> **To do**: Quote every entry word for word.

> **Exercise data**:
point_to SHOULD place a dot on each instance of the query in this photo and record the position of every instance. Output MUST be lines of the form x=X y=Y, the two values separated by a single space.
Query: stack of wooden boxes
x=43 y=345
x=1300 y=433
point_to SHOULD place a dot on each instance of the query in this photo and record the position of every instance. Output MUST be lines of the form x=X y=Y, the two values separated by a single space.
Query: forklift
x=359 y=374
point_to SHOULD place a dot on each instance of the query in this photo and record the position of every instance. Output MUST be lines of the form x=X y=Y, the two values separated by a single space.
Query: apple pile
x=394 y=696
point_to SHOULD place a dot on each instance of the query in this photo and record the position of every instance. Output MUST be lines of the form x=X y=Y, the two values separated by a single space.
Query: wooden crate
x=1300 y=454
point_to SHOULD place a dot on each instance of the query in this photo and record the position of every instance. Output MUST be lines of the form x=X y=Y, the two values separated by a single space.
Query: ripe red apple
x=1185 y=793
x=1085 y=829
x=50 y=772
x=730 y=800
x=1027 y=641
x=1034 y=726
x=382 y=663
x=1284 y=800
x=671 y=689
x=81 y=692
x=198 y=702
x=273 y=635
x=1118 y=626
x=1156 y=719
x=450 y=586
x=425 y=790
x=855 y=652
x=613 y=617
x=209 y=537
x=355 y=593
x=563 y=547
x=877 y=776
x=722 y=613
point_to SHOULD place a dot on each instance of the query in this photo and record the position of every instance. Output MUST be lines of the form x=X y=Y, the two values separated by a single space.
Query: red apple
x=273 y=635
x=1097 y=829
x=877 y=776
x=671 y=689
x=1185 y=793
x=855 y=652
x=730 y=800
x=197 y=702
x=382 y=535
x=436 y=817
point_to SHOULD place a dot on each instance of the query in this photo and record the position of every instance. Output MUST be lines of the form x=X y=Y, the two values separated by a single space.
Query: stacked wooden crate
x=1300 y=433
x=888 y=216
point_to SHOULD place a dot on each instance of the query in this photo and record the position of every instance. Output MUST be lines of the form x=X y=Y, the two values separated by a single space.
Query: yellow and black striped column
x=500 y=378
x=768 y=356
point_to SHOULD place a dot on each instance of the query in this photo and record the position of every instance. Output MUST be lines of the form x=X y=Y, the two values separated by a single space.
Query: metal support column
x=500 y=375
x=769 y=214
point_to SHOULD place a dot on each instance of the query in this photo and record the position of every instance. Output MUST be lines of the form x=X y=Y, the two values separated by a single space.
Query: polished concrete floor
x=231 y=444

> **Exercise response**:
point_to SHOULD place a dot on each instance of the query in this photo and record the position of every instance. Output MUST be lines of the form x=X y=Y, the two values separated by a single space.
Query: stack of wooden boxes
x=43 y=345
x=1300 y=433
point_to SHOULD place a dot on each instance of the query in this photo and record the position of every instance. Output MUST be lines of the form x=X y=Y, the two values separated by a single space.
Query: forklift
x=359 y=374
point_to SHOULD place a dot on each instance of the query in this photo and record the position of every instance. Output MUST be lines of the form x=X y=Y, the two values separated by a single space.
Query: apple pile
x=394 y=696
point_to SHOULD place a dot on each instance of the query in this photo and record the position of every instance. Output MUST be lines of the form x=X y=Y, the two values separated by a single space.
Query: wooden crate
x=1300 y=454
point_to SHOULD place a dot on each instance of the query in this photo and record the position of every instance. Output MUST be lines of the form x=X y=Y, the two values separated by a single space.
Query: ripe red apple
x=1185 y=793
x=1085 y=829
x=50 y=772
x=730 y=800
x=1027 y=641
x=1034 y=726
x=382 y=663
x=1284 y=800
x=671 y=689
x=81 y=692
x=198 y=702
x=273 y=635
x=1118 y=626
x=1156 y=719
x=450 y=586
x=425 y=790
x=855 y=652
x=613 y=617
x=209 y=537
x=355 y=593
x=563 y=547
x=877 y=776
x=722 y=613
point_to SHOULD place a dot on each instance of the query in this photo and record the position of every instance. Output MUST be lines of the form x=X y=Y, the two values separated by a single space.
Query: red apple
x=273 y=635
x=1097 y=829
x=877 y=776
x=671 y=689
x=1185 y=793
x=855 y=652
x=730 y=800
x=197 y=702
x=382 y=535
x=436 y=817
point_to SHOULD place a dot on each instance of the query in this photo and record the position of every instance. Output MUST be lines of the form x=X y=Y, the two values separated by a single space.
Query: stacked wooden crate
x=1300 y=433
x=888 y=216
point_to SHOULD place a dot on each instance of the query in this photo and record the position of every instance. Output MUST be lines of the form x=X y=Y, the two values separated by a single space.
Query: yellow and black striped column
x=500 y=378
x=768 y=356
point_to SHOULD place a dot on each instance of the query in this photo and record the position of every instance. Output MUST be lines of the form x=X y=Y, the two values separated by a single space.
Query: metal support column
x=500 y=375
x=769 y=214
point_to SHOULD place a dot on each instance of the query in this photo and record the position of every instance. Output MUST be lines of the form x=X y=Y, the two values separated by a single space.
Query: polished concrete floor
x=231 y=444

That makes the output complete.